**KUTIPAN DOKUMEN:**
--
Butuh Ketakwaan dalam Penggunaan Media Sosial
Penggunaan media sosial di saat pandemi sangatlah masif. Hal ini dikarenakan terbatasnya aktivitas sosial di masyarakat. Media sosial menjadi jalan agar tetap terhubung satu sama lain. Apalagi untuk kalangan remaja, media sosial menjadi sarana penghubung dengan guru dalam pembelajaran sekolah.
Namun, ada realitas yang butuh kita akui bahwa media sosial bisa menjadi dua sisi. Sisi positif dan sisi negatif. Sebagai sisi positif, media sosial hadir sebagai media konstruktif. Media sosial bisa menjadi sarana pembelajaran atau sarana bersosialisasi.
Sisi negatifnya, sering kali remaja menjadi cemas, mengalami gangguan kesehatan mental dan depresi akibat intensitas penggunaan media sosial yang sering. Apalagi di tengah pandemi. Remaja yang kesepian saat pandemi lebih cenderung menggunakan media sosial untuk mengatasi terbatasnya kontak sosial. Sehingga lebih mudah terpapar konten negatif media sosial.
--
**DATA YANG DISEDIAKAN:**
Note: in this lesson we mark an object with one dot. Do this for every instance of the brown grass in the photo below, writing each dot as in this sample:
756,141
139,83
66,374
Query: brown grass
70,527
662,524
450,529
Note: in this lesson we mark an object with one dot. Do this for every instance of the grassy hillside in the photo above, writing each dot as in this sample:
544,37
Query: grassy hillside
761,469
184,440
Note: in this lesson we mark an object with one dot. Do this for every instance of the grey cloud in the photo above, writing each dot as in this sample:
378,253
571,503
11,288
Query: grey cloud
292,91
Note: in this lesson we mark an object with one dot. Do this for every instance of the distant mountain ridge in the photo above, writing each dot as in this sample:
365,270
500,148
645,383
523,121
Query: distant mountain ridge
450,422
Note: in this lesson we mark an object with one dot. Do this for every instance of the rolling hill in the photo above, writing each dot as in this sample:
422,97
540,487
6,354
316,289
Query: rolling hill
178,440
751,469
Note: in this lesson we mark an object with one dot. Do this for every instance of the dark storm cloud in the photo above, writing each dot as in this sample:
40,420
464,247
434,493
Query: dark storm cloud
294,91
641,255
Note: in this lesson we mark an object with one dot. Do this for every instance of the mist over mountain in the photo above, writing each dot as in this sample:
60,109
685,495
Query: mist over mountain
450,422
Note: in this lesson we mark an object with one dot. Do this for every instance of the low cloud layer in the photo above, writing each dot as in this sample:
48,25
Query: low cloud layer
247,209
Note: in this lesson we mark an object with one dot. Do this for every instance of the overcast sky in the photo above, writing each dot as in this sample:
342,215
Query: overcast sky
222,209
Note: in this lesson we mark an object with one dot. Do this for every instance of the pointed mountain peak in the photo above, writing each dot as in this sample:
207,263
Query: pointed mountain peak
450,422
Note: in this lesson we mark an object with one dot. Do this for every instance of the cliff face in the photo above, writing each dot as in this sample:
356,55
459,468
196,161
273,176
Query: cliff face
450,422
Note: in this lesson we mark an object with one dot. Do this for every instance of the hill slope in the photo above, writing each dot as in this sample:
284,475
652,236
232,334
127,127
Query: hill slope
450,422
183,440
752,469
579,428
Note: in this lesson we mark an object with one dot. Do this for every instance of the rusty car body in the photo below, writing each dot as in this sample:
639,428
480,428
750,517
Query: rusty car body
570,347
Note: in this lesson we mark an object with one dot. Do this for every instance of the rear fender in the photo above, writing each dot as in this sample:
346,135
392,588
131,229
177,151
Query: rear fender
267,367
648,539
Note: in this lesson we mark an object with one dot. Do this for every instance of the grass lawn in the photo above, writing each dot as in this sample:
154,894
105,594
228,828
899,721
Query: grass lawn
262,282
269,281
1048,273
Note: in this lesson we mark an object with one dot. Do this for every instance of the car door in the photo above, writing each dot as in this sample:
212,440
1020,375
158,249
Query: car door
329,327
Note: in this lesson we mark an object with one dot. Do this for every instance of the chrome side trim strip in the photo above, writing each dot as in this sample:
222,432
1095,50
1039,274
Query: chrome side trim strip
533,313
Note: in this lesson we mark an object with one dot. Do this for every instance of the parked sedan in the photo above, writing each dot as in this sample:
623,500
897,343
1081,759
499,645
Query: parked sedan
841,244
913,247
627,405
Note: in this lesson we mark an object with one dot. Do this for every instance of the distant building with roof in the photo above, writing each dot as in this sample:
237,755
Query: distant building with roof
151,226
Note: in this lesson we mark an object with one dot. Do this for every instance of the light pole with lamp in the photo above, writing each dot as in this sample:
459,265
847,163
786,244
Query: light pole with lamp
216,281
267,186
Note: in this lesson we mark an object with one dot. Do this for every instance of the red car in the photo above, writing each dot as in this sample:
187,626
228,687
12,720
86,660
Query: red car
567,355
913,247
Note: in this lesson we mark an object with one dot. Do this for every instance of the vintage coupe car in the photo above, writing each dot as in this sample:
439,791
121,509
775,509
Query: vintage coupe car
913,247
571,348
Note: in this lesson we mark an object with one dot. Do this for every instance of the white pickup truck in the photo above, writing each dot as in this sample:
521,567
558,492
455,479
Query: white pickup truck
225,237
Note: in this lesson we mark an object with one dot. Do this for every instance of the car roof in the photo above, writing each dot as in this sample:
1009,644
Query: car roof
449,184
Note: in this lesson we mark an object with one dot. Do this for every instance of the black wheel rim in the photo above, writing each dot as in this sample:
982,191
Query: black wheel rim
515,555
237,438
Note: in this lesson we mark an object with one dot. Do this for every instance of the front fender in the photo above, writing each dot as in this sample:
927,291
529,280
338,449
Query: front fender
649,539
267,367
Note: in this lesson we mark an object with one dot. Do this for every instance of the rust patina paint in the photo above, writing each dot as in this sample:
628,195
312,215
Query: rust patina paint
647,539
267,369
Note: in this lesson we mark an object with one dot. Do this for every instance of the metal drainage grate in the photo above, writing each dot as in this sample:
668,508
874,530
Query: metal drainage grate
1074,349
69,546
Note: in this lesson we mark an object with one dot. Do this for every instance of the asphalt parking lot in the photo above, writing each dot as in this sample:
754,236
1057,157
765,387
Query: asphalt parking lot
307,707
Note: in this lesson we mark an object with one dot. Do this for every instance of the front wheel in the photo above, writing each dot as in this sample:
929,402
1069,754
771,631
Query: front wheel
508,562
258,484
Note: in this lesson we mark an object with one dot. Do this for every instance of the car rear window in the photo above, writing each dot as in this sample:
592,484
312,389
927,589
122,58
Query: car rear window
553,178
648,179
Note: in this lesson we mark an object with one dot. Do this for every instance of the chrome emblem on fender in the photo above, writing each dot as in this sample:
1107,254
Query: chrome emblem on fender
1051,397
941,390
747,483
--
**SOAL LATIHAN:**
• a. Sebutkan semua dampak negatif yang dialami remaja akibat seringnya menggunakan media sosial menurut kutipan dokumen.
• b. Menurut kutipan dokumen, apa penyebab penggunaan media sosial sangat masif di saat pandemi?
Baris-baris data tidak dipakai dalam latihan ini.

**HASIL LATIHAN:**
• a. Cemas, gangguan kesehatan mental, dan depresi.

• b. Terbatasnya aktivitas sosial di masyarakat.